Background: There is growing adoption of Observation units as an answer to increasing payment denials in short stay admissions (ranging from 24-72 hours), overcrowding in emergency room, need for inpatient capacity and mismatched resource utilization. There is quite a bit of variation in the type of OBS units like Level I OBS unit- which is usually Emergency Department (ED) managed and protocol based versus Level II OBS unit- managed by Hospital Medicine or other services and non protocol based.

Purpose: Although there is lot of research done around ED managed OBS units, evidence is sparse on the impact of Hospitalist run OBS units at Health systems where there is already a Level I OBS unit run by ED. The patient population, length of stay (LOS), admission rate (OBS to inpatient (IP) conversion) and revisit rate vary quite a bit based on the type of Observation unit. ED based observation unit tend to have defined protocols or pathways based on specific diagnosis with an average LOS ~15 hours. Similar outcomes are not reflected in Level II OBS units due to higher complexity of the patient population and no defined diagnosis based on protocols. In Level II OBS settings, non geographic distribution of patients in the hospital can lead to further increase in LOS.Primary objective of OBS project was to reduce the LOS for OBS patients on Hospital Medicine service. We aimed to achieve this by cohorting all OBS patients admitted under Hospital Medicine service in geographically podded closed unit and providing multidisciplinary team based care.

══════════

Directions:
Continue the abstract on hospitalist-run observation units, starting right after its last sentence.

══════════

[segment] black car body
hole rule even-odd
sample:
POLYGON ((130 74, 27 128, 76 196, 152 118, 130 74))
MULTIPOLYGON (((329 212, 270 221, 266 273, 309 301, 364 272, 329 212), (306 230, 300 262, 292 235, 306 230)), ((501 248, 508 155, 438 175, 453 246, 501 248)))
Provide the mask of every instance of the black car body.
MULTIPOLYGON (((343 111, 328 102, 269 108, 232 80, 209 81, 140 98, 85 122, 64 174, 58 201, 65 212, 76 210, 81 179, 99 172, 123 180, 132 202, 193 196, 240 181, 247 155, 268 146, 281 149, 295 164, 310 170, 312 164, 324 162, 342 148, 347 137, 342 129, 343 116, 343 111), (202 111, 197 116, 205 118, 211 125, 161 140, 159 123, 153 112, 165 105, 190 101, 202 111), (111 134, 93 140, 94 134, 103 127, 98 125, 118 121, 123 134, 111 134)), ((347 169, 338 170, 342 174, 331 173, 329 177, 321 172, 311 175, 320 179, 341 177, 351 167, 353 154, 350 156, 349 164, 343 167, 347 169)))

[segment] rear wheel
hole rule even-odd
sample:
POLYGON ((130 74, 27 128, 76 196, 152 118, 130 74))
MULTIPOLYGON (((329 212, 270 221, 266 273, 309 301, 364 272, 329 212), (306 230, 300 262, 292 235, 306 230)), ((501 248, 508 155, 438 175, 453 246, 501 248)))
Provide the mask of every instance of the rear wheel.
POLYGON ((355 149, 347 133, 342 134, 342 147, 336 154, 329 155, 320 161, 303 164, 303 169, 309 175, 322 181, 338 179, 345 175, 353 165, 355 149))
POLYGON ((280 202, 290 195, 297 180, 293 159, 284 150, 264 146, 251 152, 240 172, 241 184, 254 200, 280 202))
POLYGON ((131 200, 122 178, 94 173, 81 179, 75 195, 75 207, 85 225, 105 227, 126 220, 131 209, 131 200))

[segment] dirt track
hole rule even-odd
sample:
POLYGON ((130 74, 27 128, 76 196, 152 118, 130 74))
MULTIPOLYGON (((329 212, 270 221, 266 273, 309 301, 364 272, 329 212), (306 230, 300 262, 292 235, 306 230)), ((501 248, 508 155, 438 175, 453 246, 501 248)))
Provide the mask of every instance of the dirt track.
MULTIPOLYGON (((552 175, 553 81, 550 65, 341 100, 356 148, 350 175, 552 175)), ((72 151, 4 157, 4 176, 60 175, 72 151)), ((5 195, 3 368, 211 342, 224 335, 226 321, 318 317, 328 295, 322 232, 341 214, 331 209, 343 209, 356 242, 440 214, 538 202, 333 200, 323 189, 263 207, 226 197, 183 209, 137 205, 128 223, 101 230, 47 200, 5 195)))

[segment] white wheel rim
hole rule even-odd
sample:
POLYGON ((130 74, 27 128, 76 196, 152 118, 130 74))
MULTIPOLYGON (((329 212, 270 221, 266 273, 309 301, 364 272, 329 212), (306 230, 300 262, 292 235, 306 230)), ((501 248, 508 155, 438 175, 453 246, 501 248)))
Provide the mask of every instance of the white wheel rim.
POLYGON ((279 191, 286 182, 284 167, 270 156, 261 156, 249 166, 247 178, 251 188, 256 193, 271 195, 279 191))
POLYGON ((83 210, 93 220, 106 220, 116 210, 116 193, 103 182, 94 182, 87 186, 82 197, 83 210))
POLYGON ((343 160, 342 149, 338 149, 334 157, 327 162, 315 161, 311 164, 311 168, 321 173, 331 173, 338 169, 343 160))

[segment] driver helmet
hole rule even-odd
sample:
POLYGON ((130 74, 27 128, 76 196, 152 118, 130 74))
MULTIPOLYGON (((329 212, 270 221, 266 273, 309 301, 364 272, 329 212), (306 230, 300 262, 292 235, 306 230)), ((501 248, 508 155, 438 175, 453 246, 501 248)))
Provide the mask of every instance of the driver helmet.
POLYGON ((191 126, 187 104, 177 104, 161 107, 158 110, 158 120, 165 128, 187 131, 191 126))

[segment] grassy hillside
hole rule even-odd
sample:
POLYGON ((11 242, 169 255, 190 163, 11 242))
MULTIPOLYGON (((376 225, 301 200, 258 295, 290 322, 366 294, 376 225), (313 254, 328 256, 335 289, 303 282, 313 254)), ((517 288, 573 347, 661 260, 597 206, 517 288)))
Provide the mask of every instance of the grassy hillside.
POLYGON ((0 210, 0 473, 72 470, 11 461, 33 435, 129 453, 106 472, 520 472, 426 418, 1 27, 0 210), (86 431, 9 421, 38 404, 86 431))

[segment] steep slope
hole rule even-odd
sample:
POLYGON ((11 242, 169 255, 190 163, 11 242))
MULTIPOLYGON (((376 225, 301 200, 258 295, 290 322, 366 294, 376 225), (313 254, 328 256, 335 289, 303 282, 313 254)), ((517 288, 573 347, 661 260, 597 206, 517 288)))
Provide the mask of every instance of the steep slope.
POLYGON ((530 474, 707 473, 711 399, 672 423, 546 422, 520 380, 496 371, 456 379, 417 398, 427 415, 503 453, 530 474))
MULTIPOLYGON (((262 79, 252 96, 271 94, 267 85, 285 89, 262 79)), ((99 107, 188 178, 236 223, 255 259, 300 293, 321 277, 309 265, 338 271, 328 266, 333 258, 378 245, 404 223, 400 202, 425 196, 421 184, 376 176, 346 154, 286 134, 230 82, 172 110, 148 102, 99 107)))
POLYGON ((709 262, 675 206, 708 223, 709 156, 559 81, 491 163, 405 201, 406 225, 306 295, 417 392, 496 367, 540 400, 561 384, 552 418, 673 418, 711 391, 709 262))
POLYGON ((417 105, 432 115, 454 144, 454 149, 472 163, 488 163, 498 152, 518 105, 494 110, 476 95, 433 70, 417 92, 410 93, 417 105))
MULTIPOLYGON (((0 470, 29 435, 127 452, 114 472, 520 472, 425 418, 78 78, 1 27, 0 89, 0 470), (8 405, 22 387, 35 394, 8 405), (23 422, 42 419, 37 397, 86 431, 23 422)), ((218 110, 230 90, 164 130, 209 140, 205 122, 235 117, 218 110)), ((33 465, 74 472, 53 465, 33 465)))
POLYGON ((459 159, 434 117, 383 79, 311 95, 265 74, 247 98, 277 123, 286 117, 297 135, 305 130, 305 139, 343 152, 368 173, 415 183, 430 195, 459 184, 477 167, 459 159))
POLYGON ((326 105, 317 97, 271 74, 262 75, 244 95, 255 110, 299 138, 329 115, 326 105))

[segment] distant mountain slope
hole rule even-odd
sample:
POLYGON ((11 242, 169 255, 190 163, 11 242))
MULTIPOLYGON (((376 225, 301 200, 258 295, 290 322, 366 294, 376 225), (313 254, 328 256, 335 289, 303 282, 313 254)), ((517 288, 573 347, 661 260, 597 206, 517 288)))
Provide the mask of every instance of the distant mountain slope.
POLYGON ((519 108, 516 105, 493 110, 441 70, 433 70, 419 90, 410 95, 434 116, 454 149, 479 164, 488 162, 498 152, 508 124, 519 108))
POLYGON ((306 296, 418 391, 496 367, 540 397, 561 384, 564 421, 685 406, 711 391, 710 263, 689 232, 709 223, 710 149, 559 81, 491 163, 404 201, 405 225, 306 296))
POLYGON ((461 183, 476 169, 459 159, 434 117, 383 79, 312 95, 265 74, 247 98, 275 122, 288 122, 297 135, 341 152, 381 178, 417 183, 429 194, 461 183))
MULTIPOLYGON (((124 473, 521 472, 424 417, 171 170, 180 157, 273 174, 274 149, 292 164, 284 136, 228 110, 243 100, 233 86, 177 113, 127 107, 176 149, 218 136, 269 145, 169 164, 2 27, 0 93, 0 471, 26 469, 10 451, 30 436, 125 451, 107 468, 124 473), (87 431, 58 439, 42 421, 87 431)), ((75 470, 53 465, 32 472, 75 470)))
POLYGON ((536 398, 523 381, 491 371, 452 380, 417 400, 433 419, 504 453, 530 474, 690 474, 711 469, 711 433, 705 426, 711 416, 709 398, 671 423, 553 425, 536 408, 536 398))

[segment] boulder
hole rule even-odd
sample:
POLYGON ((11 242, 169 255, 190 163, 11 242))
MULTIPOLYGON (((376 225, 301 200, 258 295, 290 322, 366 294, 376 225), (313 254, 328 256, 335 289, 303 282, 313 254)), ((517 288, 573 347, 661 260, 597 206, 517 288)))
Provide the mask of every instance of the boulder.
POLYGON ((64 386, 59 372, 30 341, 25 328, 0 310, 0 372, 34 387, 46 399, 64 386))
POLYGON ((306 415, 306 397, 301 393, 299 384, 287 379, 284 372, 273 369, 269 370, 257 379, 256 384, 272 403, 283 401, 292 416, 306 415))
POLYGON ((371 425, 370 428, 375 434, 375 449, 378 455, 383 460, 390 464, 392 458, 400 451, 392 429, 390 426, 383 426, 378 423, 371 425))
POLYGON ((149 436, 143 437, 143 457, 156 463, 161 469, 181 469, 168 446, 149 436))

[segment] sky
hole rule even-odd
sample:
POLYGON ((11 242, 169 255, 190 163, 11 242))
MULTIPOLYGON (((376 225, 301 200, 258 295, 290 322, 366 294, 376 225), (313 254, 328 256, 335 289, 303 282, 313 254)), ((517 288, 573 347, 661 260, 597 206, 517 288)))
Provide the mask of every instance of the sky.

══════════

Output of the exercise:
Description: We created a 14 bed OBS unit on a medical-surgical floor in July 2019. Our OBS team consisted of a providers- Attending Physician and Advance Practice Provider (APP), Nursing, Case Manager, Pharmacist. With the help of ED triage team, Patient flow operations and Hospitalist admitting team we were able to capture a majority of patients under Observation patient class to OBS unit. OBS team performed conference room huddle at 10 AM to discuss all the patients on the OBS unit. Another brief huddle at 2 PM was done to discuss new admissions to the unit and potential discharges for the next day. We compared the OBS LOS on Hospital Medicine service before and after the implementation of the OBS project.

Conclusions: Mean LOS decreased to 42.9 hours (95% CI: 40.8-45.1) from 55.6 hours (95% CI: 48.6-62.7) for Hospital Medicine service (p<001). This led to a 12.7 hours of saving on 702 discharges for the period of Jul- Nov, 2019 which accounts to 371.5 bed days saved. Geographic podding and team based care has a positive impact on OBS patients. Further studies should focus on the impact on OBS unit on hospital outcomes like OBS to IP conversions or IP admissions, IP LOS, readmission or revisit rates, patient flow and capacity utilization.